Problem requirements: The required output consists solely of the lines from the line containing "find the puppy's leg" through the end of the records, copied exactly.

Data for the task:
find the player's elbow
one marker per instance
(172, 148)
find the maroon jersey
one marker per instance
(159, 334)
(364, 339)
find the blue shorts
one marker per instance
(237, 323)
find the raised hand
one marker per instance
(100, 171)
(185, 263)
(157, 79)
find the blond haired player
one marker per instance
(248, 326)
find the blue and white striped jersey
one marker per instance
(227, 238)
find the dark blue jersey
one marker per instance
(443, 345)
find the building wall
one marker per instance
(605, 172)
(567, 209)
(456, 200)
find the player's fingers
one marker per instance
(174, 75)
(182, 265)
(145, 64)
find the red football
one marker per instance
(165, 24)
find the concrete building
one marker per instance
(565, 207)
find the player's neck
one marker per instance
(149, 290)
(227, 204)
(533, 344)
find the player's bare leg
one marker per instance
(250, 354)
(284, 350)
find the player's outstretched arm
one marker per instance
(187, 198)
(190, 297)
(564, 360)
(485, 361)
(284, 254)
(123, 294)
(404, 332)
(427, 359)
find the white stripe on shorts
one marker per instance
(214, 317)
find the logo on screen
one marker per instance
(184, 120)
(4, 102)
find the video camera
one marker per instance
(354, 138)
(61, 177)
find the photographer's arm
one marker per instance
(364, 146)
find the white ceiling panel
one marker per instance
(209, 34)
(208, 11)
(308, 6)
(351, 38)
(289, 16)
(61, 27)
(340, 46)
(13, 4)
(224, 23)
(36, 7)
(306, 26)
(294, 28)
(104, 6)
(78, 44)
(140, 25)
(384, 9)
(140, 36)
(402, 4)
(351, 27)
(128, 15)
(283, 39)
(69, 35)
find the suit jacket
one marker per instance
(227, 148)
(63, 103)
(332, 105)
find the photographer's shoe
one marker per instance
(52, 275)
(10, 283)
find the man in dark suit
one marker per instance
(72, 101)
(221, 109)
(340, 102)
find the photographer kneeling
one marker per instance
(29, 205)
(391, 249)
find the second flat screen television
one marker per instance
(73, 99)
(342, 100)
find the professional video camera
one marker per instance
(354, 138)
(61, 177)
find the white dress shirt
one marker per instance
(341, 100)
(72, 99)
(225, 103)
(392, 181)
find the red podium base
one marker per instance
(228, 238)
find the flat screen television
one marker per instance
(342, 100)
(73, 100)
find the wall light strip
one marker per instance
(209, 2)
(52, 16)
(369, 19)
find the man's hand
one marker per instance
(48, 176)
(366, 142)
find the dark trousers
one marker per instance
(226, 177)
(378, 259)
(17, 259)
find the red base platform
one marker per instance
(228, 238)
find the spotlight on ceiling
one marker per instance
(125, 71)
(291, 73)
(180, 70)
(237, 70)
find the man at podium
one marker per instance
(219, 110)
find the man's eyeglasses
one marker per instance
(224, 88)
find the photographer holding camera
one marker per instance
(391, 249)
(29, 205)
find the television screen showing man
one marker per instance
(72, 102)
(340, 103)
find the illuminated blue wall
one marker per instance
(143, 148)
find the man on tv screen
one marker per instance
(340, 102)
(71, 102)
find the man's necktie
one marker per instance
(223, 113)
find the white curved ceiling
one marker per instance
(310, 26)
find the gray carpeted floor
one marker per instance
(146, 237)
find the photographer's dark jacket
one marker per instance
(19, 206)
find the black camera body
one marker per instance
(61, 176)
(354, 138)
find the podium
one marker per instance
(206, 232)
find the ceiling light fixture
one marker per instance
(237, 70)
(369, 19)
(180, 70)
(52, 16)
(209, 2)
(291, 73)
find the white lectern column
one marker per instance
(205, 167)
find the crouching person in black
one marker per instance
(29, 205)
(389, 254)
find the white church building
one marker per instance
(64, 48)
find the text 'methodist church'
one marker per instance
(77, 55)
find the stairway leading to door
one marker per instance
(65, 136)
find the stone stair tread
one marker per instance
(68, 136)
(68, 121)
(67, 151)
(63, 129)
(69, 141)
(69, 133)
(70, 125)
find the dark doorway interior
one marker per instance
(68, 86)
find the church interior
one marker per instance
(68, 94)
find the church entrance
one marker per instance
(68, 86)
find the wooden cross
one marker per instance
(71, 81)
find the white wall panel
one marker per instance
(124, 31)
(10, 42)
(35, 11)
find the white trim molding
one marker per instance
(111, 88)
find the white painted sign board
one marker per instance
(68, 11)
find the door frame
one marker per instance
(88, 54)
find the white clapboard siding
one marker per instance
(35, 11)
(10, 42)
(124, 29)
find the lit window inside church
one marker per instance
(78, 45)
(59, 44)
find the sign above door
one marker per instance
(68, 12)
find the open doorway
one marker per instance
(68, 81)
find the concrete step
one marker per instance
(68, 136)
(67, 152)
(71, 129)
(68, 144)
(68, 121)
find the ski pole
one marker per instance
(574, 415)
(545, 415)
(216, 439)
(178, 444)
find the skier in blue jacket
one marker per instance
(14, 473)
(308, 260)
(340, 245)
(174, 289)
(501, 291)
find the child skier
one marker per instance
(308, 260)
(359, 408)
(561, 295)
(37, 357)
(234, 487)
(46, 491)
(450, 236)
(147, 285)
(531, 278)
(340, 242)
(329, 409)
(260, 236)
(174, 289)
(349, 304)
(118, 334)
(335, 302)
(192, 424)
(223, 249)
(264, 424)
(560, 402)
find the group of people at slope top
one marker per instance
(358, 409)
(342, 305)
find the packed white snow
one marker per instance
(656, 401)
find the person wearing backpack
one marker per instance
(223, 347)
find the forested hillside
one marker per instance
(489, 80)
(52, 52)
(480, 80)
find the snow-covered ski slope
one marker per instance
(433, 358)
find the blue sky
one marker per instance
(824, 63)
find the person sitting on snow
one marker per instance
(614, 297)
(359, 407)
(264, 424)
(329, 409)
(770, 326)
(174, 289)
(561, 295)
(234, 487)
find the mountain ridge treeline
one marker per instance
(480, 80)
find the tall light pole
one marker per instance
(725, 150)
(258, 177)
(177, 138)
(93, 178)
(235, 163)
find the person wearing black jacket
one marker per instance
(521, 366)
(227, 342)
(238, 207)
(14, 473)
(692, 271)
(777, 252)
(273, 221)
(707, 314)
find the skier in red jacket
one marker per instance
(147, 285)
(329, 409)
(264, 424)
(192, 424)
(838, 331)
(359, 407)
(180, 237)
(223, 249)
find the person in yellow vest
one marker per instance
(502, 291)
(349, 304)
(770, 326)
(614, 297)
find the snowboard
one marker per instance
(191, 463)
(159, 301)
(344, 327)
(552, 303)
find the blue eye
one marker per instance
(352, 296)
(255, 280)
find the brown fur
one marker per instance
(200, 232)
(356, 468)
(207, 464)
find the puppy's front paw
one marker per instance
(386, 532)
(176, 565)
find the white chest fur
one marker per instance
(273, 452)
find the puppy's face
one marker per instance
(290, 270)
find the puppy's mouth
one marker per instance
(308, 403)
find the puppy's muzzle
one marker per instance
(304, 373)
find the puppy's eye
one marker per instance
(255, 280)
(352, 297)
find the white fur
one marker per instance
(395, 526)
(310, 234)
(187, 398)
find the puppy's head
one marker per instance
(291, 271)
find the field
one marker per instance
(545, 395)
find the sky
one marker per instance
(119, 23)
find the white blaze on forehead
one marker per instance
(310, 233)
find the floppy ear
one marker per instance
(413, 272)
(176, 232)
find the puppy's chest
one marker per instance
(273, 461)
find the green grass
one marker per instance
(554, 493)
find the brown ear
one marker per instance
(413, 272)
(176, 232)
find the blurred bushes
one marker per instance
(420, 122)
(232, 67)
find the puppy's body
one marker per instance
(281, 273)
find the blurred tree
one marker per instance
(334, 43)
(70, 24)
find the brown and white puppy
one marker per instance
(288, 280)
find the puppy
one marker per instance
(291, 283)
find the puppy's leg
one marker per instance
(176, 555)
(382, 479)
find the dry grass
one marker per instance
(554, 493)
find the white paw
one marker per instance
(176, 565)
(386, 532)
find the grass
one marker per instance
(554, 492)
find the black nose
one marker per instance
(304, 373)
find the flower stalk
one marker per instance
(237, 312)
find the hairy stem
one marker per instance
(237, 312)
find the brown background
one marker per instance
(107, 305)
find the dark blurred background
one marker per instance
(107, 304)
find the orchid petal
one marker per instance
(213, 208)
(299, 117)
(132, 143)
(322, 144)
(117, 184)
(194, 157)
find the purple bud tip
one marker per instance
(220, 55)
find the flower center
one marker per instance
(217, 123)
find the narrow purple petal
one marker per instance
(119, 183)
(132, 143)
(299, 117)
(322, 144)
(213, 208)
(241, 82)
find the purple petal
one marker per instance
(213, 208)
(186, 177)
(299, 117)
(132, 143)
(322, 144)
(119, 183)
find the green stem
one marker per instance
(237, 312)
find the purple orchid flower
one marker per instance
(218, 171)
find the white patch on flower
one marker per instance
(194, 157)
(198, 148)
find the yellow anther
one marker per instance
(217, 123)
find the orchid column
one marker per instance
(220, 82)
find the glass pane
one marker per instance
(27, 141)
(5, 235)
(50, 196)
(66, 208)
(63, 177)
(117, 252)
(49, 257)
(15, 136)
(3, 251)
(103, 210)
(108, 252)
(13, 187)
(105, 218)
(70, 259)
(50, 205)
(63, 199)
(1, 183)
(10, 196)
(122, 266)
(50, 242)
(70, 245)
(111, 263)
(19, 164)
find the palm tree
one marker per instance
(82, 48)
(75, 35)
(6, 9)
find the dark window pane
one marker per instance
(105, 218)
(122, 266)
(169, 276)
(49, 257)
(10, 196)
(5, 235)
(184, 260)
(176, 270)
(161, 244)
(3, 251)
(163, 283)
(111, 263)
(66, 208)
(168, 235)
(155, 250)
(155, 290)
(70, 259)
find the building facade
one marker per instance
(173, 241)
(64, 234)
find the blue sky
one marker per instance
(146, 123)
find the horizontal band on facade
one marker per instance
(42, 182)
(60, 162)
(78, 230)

Solution to this task:
find the puppy's leg
one marker per instance
(176, 555)
(382, 479)
find the dry grass
one marker per instance
(554, 493)
find the white paw
one marker per instance
(176, 565)
(386, 532)
find the grass
one marker per instance
(554, 492)
find the black nose
one marker per instance
(304, 373)
find the flower stalk
one marker per instance
(237, 312)
find the hairy stem
one marker per instance
(237, 312)
find the brown background
one marker per instance
(107, 305)
find the dark blurred background
one marker per instance
(107, 304)
find the orchid petal
one marker per instance
(213, 208)
(299, 117)
(132, 143)
(322, 144)
(117, 184)
(194, 157)
find the purple bud tip
one marker per instance
(220, 55)
find the flower center
one marker per instance
(217, 123)
find the narrow purple petal
one marker per instance
(119, 183)
(132, 143)
(299, 117)
(322, 144)
(213, 208)
(241, 82)
find the purple petal
one marker per instance
(213, 208)
(186, 177)
(299, 117)
(132, 143)
(322, 144)
(119, 183)
find the green stem
one marker per instance
(237, 312)
find the purple orchid flower
one marker per instance
(218, 171)
find the white patch on flower
one marker per instance
(194, 157)
(198, 148)
find the yellow anther
one marker per instance
(217, 123)
find the orchid column
one marker per instance
(220, 82)
find the glass pane
one marker per instance
(27, 141)
(5, 235)
(50, 196)
(66, 208)
(63, 177)
(117, 252)
(49, 257)
(15, 136)
(3, 251)
(103, 210)
(108, 252)
(13, 187)
(105, 218)
(70, 259)
(50, 205)
(63, 199)
(1, 183)
(10, 196)
(122, 266)
(50, 242)
(70, 245)
(111, 263)
(19, 164)
find the palm tree
one marker per instance
(82, 48)
(75, 35)
(6, 9)
find the dark window pane
one marker per instance
(105, 218)
(122, 266)
(169, 276)
(49, 257)
(10, 196)
(5, 235)
(184, 260)
(176, 270)
(161, 244)
(3, 251)
(163, 283)
(111, 263)
(66, 208)
(168, 235)
(155, 250)
(155, 290)
(70, 259)
find the building facade
one marker per instance
(173, 241)
(64, 234)
find the blue sky
one marker per instance
(146, 123)
find the horizontal band on facade
one marker per instance
(42, 182)
(60, 162)
(78, 230)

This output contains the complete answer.